GIVEN INSTRUCTION.
Can you reproduce all of the records below word for word, leaving out the pictures?

Point placement records
━━━━━━

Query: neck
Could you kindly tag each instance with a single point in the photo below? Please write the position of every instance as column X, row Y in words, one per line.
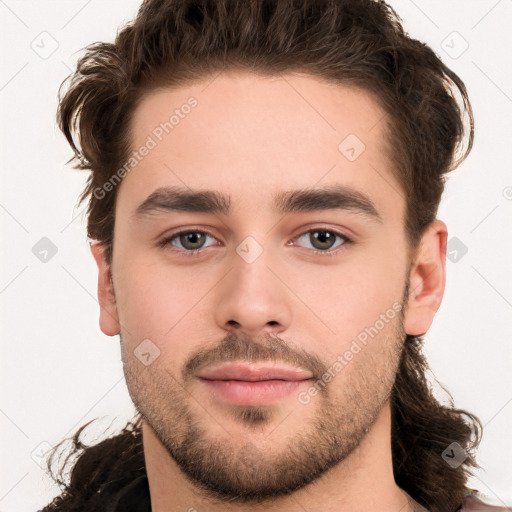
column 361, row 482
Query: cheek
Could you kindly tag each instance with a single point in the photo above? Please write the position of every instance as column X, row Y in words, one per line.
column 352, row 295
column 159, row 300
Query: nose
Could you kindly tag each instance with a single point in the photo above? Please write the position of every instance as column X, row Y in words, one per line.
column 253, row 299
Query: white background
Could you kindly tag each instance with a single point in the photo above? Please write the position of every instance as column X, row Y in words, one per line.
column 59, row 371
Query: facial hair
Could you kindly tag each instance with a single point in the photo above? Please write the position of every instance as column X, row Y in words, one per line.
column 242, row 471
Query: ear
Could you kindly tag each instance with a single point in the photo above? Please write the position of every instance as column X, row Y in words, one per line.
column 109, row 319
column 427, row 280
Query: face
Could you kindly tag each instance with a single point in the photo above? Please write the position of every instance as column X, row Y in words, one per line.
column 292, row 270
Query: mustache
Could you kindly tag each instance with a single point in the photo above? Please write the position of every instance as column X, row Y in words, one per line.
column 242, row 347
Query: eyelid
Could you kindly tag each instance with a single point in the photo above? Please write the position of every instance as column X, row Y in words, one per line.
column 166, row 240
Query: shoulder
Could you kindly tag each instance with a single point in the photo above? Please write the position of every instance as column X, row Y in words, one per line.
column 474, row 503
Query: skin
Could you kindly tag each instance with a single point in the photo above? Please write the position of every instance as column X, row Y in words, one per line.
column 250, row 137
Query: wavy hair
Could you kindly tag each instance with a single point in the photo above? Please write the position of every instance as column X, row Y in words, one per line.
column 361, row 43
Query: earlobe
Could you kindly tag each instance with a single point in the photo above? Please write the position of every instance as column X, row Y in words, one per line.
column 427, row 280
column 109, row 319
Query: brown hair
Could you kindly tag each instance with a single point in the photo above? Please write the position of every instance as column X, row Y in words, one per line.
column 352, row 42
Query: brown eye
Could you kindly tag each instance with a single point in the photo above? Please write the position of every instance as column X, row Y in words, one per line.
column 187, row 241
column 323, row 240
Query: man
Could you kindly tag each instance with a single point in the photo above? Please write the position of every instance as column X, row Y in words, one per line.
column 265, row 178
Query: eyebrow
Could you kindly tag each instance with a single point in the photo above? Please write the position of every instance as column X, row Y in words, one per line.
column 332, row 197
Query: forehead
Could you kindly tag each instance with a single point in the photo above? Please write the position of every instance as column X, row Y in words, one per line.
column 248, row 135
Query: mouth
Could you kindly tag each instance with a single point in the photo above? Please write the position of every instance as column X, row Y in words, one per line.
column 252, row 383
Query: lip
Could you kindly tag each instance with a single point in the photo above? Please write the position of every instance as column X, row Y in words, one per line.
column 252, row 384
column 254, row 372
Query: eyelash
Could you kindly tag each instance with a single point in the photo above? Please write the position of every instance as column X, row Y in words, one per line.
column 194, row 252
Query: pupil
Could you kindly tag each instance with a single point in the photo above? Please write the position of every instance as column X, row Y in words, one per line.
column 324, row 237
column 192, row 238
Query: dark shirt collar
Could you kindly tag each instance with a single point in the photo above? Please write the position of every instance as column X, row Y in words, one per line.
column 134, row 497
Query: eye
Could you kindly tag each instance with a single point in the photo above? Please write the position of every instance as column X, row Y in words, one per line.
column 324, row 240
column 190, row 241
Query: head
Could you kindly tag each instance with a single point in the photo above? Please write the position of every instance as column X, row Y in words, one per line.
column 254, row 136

━━━━━━

EXERCISE OUTPUT.
Query: neck
Could you kindly tag each instance with a single point in the photo below? Please write the position of every instance as column X, row Y in words, one per line.
column 361, row 482
Query: cheek
Could you kindly tag each instance with a single point in the photo above? Please write the position of every instance as column X, row Y in words, one per line.
column 352, row 295
column 159, row 300
Query: nose
Could you kindly tag each instance with a single point in the photo above? Please write the position of every instance as column X, row Y in words, one per line.
column 253, row 299
Query: white background
Could you kindly tag each instance with a single point in the photo above? Please write the position of every instance as column X, row Y in words, one per line.
column 59, row 371
Query: facial hair
Could you kindly tag each instance with a single point in the photo above? Please write the position of every instance as column X, row Y in words, one per line.
column 242, row 471
Query: ear
Could you kindly tag each instance with a single point in the photo above? Please write the position of every instance as column X, row Y in words, one per line.
column 109, row 319
column 427, row 280
Query: face
Could you kindly tag each instance with a single point in the photo above? Please write the position of every instance as column X, row Y in words, one per line.
column 292, row 270
Query: mustache
Could you kindly tag each instance with a single point in the photo above? Please write the position of every instance as column X, row Y in words, one per line.
column 242, row 347
Query: eyelid
Could you kindly tag each instance with a single point in the photo above? Please write the position of every instance as column X, row Y in words, one per line.
column 166, row 240
Query: shoulder
Could you kindly tag each instance with a single point in the photo above? Please write the position of every instance as column X, row Y in words, one per line.
column 474, row 503
Query: skin
Could you kindly tag each instance with a single point in the photo above? Please write the position of every instance as column X, row Y in words, one per line.
column 250, row 137
Query: wavy hair
Could you kindly tag each instance with a single point in the photo above? Please write the position of every instance as column X, row Y in words, one per line.
column 361, row 43
Query: earlobe
Could you kindly tag each instance with a single point in the photo above? Please write the position of every instance as column X, row Y in words, one per line.
column 427, row 280
column 109, row 319
Query: brown hair
Could you kindly tag each instance with a single point in the photo above? Please write the position of every instance as column X, row Y in words, one per line.
column 352, row 42
Query: brown eye
Could you kindly tag each instance with a single point in the photo above? Please write the position of every instance as column X, row Y in words, one per line.
column 187, row 241
column 323, row 240
Query: man
Could you kindly tag each instance with a single point in the photo above? Please write the position of every instance as column X, row Y in words, one per line.
column 265, row 178
Query: eyebrow
Could you kindly tag each instance with a single point in the photo above? Please write the position of every instance as column X, row Y in words, one per line.
column 332, row 197
Query: forehead
Could you kindly tag each instance with a single point in the photo above? Please write the position of every instance as column X, row Y in words, one per line.
column 248, row 135
Query: mouth
Could you kindly tag each instance with a single point in the photo above? Please write the position of every instance as column X, row Y in words, one per line.
column 252, row 383
Query: lip
Could you kindly tag each instance with a single point in the photo above? Please write the position of every instance as column X, row Y in words, one per line.
column 252, row 384
column 254, row 372
Query: eyelash
Could you kindly tag each instance with a single point in the photo above? Please write the position of every instance as column X, row Y in words, one per line.
column 194, row 252
Query: pupil
Could you kindly tag each instance with a single point in the photo above? Please write the position of every instance as column X, row Y in words, one per line.
column 324, row 237
column 192, row 238
Query: dark shirt collar
Could you kindly tag each instance with a single point in the photo above? Please write the position of every instance as column X, row Y in words, one per line.
column 134, row 497
Query: eye
Could you kindly tag each instance with a single point in the photo above? Please write the position of every instance as column X, row Y in words, one per line.
column 324, row 240
column 190, row 241
Query: head
Could you kindly tag each instance with a single point in the photo above? Please write the position of every instance as column X, row Y in words, one per line.
column 254, row 136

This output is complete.